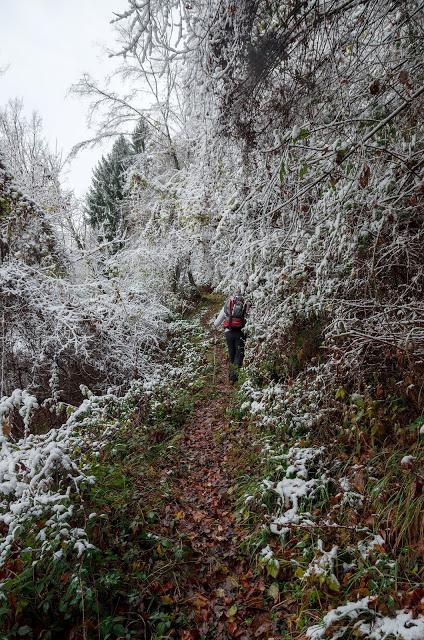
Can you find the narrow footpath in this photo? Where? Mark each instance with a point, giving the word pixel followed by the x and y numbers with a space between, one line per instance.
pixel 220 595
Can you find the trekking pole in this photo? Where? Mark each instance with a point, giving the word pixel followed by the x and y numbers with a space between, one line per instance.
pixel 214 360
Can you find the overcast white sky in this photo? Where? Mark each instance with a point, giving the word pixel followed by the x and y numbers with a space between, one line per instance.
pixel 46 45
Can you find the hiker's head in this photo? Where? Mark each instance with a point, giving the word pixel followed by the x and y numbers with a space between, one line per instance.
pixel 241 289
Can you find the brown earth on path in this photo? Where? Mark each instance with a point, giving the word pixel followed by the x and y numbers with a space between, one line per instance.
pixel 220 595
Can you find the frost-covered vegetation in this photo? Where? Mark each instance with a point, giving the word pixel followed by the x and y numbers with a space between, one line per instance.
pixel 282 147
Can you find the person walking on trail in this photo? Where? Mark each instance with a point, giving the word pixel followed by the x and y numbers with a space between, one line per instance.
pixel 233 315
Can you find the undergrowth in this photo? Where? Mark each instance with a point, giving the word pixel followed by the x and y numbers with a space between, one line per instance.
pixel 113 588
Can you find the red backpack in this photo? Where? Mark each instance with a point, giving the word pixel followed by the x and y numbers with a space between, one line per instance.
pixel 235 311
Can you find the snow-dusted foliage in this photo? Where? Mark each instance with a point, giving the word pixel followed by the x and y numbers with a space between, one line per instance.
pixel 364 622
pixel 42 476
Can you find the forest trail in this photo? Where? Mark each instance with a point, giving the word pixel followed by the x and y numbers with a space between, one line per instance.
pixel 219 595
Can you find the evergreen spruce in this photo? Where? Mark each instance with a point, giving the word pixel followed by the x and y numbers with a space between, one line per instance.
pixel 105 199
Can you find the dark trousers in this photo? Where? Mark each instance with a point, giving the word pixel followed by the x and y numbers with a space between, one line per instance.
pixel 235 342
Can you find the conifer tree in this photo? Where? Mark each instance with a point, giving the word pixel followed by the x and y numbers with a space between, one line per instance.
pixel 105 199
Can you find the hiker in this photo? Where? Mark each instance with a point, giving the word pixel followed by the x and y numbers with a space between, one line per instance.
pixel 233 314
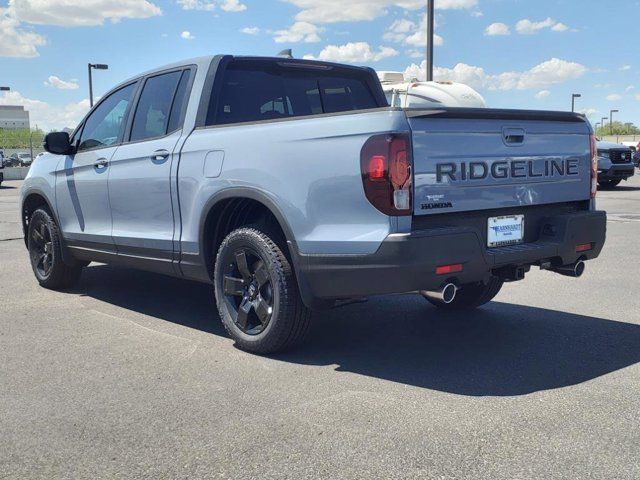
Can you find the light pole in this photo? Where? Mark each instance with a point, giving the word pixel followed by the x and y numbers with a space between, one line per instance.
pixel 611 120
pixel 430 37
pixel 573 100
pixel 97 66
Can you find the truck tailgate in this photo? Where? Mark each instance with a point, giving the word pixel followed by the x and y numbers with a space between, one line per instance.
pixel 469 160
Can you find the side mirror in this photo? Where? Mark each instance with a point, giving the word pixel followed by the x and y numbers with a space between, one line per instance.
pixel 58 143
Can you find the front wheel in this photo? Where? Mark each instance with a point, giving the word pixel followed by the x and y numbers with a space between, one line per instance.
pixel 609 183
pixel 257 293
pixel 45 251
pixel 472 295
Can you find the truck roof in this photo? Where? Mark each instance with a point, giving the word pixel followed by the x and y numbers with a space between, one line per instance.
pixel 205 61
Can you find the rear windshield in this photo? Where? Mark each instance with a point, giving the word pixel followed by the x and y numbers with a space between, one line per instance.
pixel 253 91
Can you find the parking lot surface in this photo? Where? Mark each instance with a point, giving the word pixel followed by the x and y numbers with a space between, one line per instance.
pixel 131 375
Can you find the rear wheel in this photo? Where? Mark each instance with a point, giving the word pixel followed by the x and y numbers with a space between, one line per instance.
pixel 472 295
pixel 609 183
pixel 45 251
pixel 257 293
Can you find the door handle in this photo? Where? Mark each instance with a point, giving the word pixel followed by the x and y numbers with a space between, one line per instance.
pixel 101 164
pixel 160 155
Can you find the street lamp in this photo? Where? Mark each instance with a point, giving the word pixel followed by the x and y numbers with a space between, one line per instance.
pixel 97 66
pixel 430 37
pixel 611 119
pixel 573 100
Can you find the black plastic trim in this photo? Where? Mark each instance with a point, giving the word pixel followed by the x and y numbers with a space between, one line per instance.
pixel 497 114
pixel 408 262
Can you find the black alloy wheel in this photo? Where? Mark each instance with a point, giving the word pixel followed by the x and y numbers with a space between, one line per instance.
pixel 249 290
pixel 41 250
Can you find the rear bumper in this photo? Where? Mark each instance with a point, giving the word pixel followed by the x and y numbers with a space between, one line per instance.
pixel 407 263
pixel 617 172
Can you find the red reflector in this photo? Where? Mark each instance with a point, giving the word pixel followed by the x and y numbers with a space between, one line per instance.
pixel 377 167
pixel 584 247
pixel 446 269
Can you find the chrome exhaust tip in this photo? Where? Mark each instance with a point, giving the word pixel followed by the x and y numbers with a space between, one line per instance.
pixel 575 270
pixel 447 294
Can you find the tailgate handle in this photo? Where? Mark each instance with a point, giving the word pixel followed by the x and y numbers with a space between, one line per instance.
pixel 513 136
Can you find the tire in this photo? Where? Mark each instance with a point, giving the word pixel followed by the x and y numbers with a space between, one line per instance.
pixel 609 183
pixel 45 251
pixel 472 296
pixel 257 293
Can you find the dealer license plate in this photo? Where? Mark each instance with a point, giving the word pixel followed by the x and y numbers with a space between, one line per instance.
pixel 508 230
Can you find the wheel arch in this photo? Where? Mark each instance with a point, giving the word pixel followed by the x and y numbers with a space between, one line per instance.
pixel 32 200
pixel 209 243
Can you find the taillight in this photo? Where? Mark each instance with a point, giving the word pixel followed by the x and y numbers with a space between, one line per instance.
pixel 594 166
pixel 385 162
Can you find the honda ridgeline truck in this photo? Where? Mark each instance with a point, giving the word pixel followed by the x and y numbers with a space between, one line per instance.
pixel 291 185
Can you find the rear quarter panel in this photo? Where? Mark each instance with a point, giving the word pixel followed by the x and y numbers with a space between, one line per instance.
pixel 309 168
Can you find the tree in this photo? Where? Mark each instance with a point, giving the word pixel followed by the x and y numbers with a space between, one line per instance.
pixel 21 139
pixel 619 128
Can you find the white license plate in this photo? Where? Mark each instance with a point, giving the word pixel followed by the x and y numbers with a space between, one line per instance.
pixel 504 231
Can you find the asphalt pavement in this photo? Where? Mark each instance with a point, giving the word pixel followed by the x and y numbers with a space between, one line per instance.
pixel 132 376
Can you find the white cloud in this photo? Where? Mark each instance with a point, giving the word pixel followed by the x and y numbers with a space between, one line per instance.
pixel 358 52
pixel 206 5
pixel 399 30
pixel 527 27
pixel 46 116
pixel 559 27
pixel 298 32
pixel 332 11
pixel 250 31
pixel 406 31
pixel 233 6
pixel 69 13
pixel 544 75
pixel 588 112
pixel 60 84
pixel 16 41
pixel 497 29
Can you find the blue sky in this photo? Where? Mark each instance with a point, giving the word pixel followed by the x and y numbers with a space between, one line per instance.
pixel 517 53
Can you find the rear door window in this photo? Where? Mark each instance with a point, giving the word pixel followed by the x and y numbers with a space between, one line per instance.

########################################

▶ [TRY IT] A complete and exact copy of the records is required. Exclude the pictures.

▶ [ANSWER TO THIS PROBLEM]
Can you find the narrow footpath in this photo? Where? Mark each instance with a point, giving the word pixel followed by the x and y numbers with a space between, one line per instance.
pixel 220 595
Can you find the trekking pole in this photo? Where? Mark each instance with a point, giving the word pixel followed by the x and y numbers with a space between, one line per instance.
pixel 214 360
Can you find the overcast white sky in this photo? Where? Mark each instance with a point, giving the word pixel followed by the x and y numbers with a space between, one line per instance.
pixel 46 45
Can you find the hiker's head in this photo? Where? Mark each instance with a point, giving the word pixel followed by the x and y numbers with a space between, one line per instance.
pixel 241 289
Can you find the brown earth on path in this photo? Where? Mark each instance with a point, giving the word pixel followed by the x and y numbers with a space between, one line per instance.
pixel 220 595
Can you find the frost-covered vegetation in this photo? Where? Mark each instance with a point, giving the word pixel followed by the x and y numbers with a space between, one line per instance.
pixel 282 147
Can you find the person walking on trail in this photo? Where? Mark each instance with a point, giving the word pixel followed by the x and y numbers with a space between, one line per instance.
pixel 233 315
Can you find the undergrowth in this photo? Where? Mark each instance with a point, giving the word pixel followed by the x and y numbers with a space between, one line per instance.
pixel 113 588
Can you find the red backpack in this photo? Where? Mark each instance with a point, giving the word pixel followed by the x and y numbers with a space between, one line per instance.
pixel 235 311
Can you find the snow-dusted foliage in this photo? Where? Mark each instance with a point, giving the word pixel followed by the x and y numbers with a space between, one line per instance.
pixel 364 622
pixel 42 476
Can you find the forest trail in this photo? Where? Mark each instance with a point, giving the word pixel followed by the x and y numbers with a space between, one line per instance.
pixel 219 595
Can you find the evergreen spruce in this photo? Where? Mark each instance with a point, giving the word pixel followed by the x and y numbers with a space between, one line per instance.
pixel 105 199
Can you find the dark trousers in this photo? Where? Mark each instance with a point, giving the word pixel followed by the x and y numbers with a space between, one line per instance.
pixel 235 342
Can you find the conifer tree in this photo? Where? Mark each instance with a point, giving the word pixel followed by the x and y numbers with a space between, one line per instance.
pixel 105 199
Can you find the hiker in this photo? Where? Mark each instance with a point, giving the word pixel followed by the x and y numbers with a space between, one line per instance.
pixel 233 314
Can you find the light pole in this photo? Where? Mark each instance with a point, giving the word pixel followed by the x and y numbers with a space between, one line per instance.
pixel 611 120
pixel 430 37
pixel 573 100
pixel 97 66
Can you find the truck tailgate in this photo? Where? Mark each instance with a point, giving the word pixel followed by the x and y numbers with a space between, one line per instance.
pixel 469 160
Can you find the side mirror in this photo? Where? Mark each instance with a point, giving the word pixel followed by the x and y numbers with a space between, one line per instance.
pixel 58 143
Can you find the front wheel in this photo? Where? Mark each instance with a point, giving the word pixel followed by the x and y numbers with a space between, one line per instance.
pixel 609 183
pixel 257 293
pixel 45 251
pixel 472 295
Can you find the truck roof in this photo? Where? Mark each instance with a point, giving the word pixel followed by the x and y numbers with a space between, one line per instance.
pixel 205 61
Can you find the rear windshield in this photo? Where? Mark each instance with a point, giving the word pixel followed by the x and y numbers with a space between, one line per instance.
pixel 253 91
Can you find the parking lot surface in this photo? Where? Mark each instance with a point, giving the word pixel followed by the x and y numbers with a space between, one line per instance.
pixel 131 375
Can you find the rear wheel in this photo? Where? Mark each instance with a point, giving the word pixel followed by the x and y numbers with a space between, one line per instance.
pixel 472 295
pixel 609 183
pixel 45 251
pixel 257 293
Can you find the door handle in this photo? Where? Mark each instance with a point, giving the word pixel followed by the x and y numbers with a space between, one line per instance.
pixel 101 164
pixel 160 155
Can you find the street lamp in this photo? Where? Mark each instance with a point, giving the word pixel followed by the x and y numbers with a space between, one line per instance.
pixel 97 66
pixel 430 37
pixel 611 119
pixel 573 100
Can you find the black plastic trim in this photo? Where? Mark each instance with a point, giving the word pixel followed by the x and y numbers with a space between, one line per instance.
pixel 497 114
pixel 408 262
Can you find the black alloy wheel in this photo? Where? Mark each instance with a point, giving the word pixel followed by the x and y numbers with a space between, one line per instance.
pixel 249 290
pixel 41 250
Can you find the rear bumper in this photo? Where? Mark each instance with a point, giving the word pixel followed by the x and y numbers with a space between, one line per instance.
pixel 407 263
pixel 617 172
Can you find the red reflector in this photo? Where? Mark each instance with a point, giving the word pixel followed by the x and y numbers with a space between, one line per instance.
pixel 377 167
pixel 584 247
pixel 446 269
Can you find the chrome exhaust tip in this photo? Where? Mark each instance with a point, giving the word pixel followed by the x and y numbers with a space between, one line per instance.
pixel 575 270
pixel 447 294
Can you find the tailgate handle in this photo? Where? Mark each instance with a point, giving the word pixel followed by the x and y numbers with a space between, one line per instance.
pixel 513 136
Can you find the tire in this photo? Where? Mark each instance with a point, giving the word pixel followed by the x and y numbers with a space between, one line per instance.
pixel 609 183
pixel 45 251
pixel 472 296
pixel 257 293
Can you find the dealer license plate in this photo? Where? Mark each instance with a point, giving the word pixel followed by the x and y numbers with a space between, one line per instance.
pixel 508 230
Can you find the wheel arch in this photo? Where? Mark each instance with a point, giving the word pixel followed by the x and y numbers with a space between, one line per instance.
pixel 32 200
pixel 209 243
Can you find the taillight in this photo? Where? Mark each instance with a point, giving the word pixel followed by the x and y numbers with a space between, one line per instance.
pixel 594 166
pixel 385 162
Can you find the honda ridgeline truck in this photo? Where? Mark each instance with a point, giving the word pixel followed by the x and y numbers with a space between, one line per instance.
pixel 291 185
Can you find the rear quarter panel in this photo? Where? Mark each instance with a point, giving the word pixel followed by the x and y numbers with a space between, one line per instance.
pixel 309 168
Can you find the tree in this photo? Where? Mark each instance with a point, giving the word pixel followed by the x and y numbers with a space between, one line per instance.
pixel 21 139
pixel 619 128
Can you find the white license plate in this photo? Where? Mark each instance with a point, giving the word pixel followed by the x and y numbers with a space between, one line per instance.
pixel 504 231
Can you find the asphalt pavement in this photo? Where? Mark each instance with a point, giving the word pixel followed by the x and y numbers with a space between, one line per instance.
pixel 132 376
Can you find the white cloud in this photo? Where? Mark each instance with a point, giving the word pixel followed by the x and y numbers with a space between, one line per instance.
pixel 358 52
pixel 206 5
pixel 399 30
pixel 527 27
pixel 46 116
pixel 559 27
pixel 298 32
pixel 332 11
pixel 250 31
pixel 406 31
pixel 233 6
pixel 69 13
pixel 544 75
pixel 588 112
pixel 60 84
pixel 16 41
pixel 497 29
Can you find the blue sky in this photo? Where? Mark each instance with a point, giving the word pixel followed by the x and y numbers with a space between, one line per instance.
pixel 517 53
Can you find the rear door window in this photo? Where? Mark each instance with a point, giving the word pixel followed by the x and y numbers with a space between, one line per instance.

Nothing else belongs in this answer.